Verdict: Intentions are great, execution – not so much.
Many of those who love to travel, aspire to board the Maharaja train at least once in their lifetime. And why not? It is one of the most popular and luxurious trains in the country. But there's one more train that has gained popularity recently and is called the cancer train. It runs from Bhatinda to Bikaner with almost 60% of the passengers being cancer patients. After Udta Punjab that dealt with the drug abuse in that part of the country, the film Irada informs you about another grave issue corroding the state of Punjab. The state that boasts of starting the green revolution has become the cancer belt of the country with an average of 90 people out of every lakh suffering from cancer due to the excessive use of pesticides for the crops.
The film has many characters with different stories connected to each other because of one reason. Paramjeet Walia (Naseeruddin Shah) is an ex-army officer, who has been training his daughter Riya (Ruman Molla) to be an NDS officer finds out that she is suffering from lung cancer. Rimi (Sagarika Ghatge) is a journalist who is looking for her missing RTI activist boyfriend and is seeking justice. In between all of this, the factory causing all the contamination is mysteriously bombed. The factory's owner (Sharad Kelkar) pushes the CM (Divya Dutta) to get back the insurance amount anyhow, as the company's worth was more than 6000 crores. The CM hires an NIA Officer (Arshad Warsi) to get the work done. The evidence is erased, the witnesses are killed and the environment is polluted. Nothing seems what it is in this eco-thriller that puts forward an issue that was far unknown to us until today.
The film boasts of an amazing cast including Naseeruddin Shah, Arshad Warsi, Divya Dutta, Sharad Kelkar and Sagarika Ghatge. They have truly kept the otherwise haywire script going on their shoulders. Naseeruddin Shah is at his best as the mourning father and Divya Dutta makes you hate her with small nuances, like even by the way she eats. Arshad Warsi as the NIA Officer is just right. The film has been written and directed by Aparnaa Singh who, we must say, has got the formula right, except for a few things here and there.
In the first scene, you see an RTI activist running with some classified documents and in the second, you see him get kidnapped. Then you see a father training his daughter and a journalist accusing a business tycoon of illegally contaminating the soil. While all this in the first five minutes of the movie makes your Irada strong enough to sit through the entire movie, the story loses its grip one scene after the other in the first half. The only thing that keeps you sitting are the terrifying statistics about cancer that has spread throughout a state that is the agricultural king of the country.
The film has an extremely strong plot with a subject untouched so far. The revelation of facts about the ecological imbalance one after the other keeps you interested throughout the movie. The only thing that loses points here is the treatment to the flow. There are parts left incomplete, scenes that are irrelevant and connections that didn't really hit the way they were intended to. But the disclosure of facts makes you worry about an otherwise percieved-to-be flourishing state of Punjab.
The movie introduces you to a new kind of terrorism that is killing humans faster than all the other kinds of terrorism combined. Do make sure you watch the end credits as it will tie a few strings left lose during the movie.
Why You Should Watch This Movie:
The movie deals with an extremely important social and ecological issue and puts forward spine-chilling facts that will keep you wondering for a while. Watch it for the performances. Also, this one is a fictitious version of a terrifying truth which most of the country is unaware of.

Dataset section:

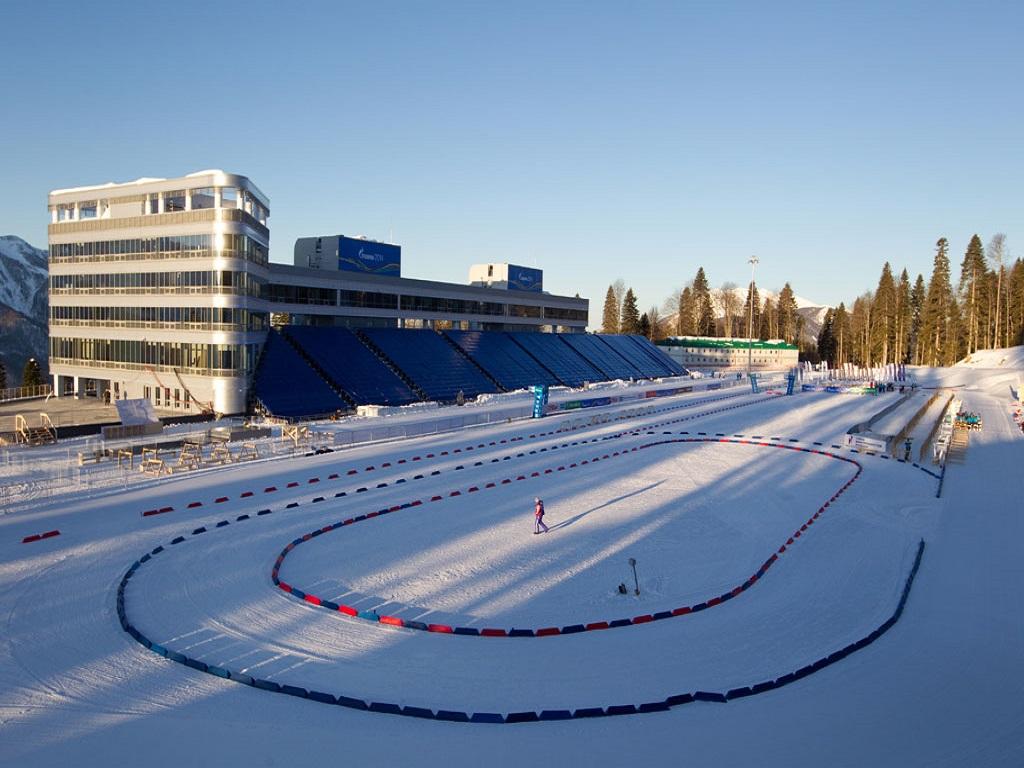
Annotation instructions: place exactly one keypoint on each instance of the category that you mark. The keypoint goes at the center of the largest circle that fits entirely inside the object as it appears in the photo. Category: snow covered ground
(942, 687)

To do:
1: According to the Irada review, between which two places does the so-called cancer train run?
2: In the Irada review's plot summary, which actors appear in parentheses after a character?
3: Write out the passage of the Irada review between "Why You Should" and "is unaware of.", inclusive.
None of the data is needed.

Replies:
1: From Bhatinda to Bikaner.

2: Naseeruddin Shah, Ruman Molla, Sagarika Ghatge, Sharad Kelkar, Divya Dutta, and Arshad Warsi.

3:
Why You Should Watch This Movie:
The movie deals with an extremely important social and ecological issue and puts forward spine-chilling facts that will keep you wondering for a while. Watch it for the performances. Also, this one is a fictitious version of a terrifying truth which most of the country is unaware of.